CHALLENGE
Reproduce the records below verbatim, line by line.
§ §
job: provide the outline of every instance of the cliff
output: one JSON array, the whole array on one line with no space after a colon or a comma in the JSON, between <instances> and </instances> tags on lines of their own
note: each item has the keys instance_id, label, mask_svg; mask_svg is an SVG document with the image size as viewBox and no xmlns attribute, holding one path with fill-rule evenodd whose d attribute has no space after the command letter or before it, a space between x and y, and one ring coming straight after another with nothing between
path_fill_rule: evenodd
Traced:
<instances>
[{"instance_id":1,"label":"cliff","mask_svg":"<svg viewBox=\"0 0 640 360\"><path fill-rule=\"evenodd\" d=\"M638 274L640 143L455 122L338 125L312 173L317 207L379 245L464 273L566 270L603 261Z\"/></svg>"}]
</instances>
§ §
OUTPUT OF THE TASK
job: provide the outline of every instance of the cliff
output: one JSON array, the whole array on one line with no space after a colon or a comma in the JSON, between <instances> and </instances> tags on lines of their own
note: each item has the keys instance_id, label, mask_svg; mask_svg is an SVG document with the image size as viewBox and no xmlns attribute, holding one path with fill-rule evenodd whose d attribute has no space after the command letter or before it, a space between x and y, and one ring coming straight after another with nothing between
path_fill_rule: evenodd
Traced:
<instances>
[{"instance_id":1,"label":"cliff","mask_svg":"<svg viewBox=\"0 0 640 360\"><path fill-rule=\"evenodd\" d=\"M638 274L640 143L455 122L338 125L312 173L317 207L379 245L464 273L566 270L603 261Z\"/></svg>"}]
</instances>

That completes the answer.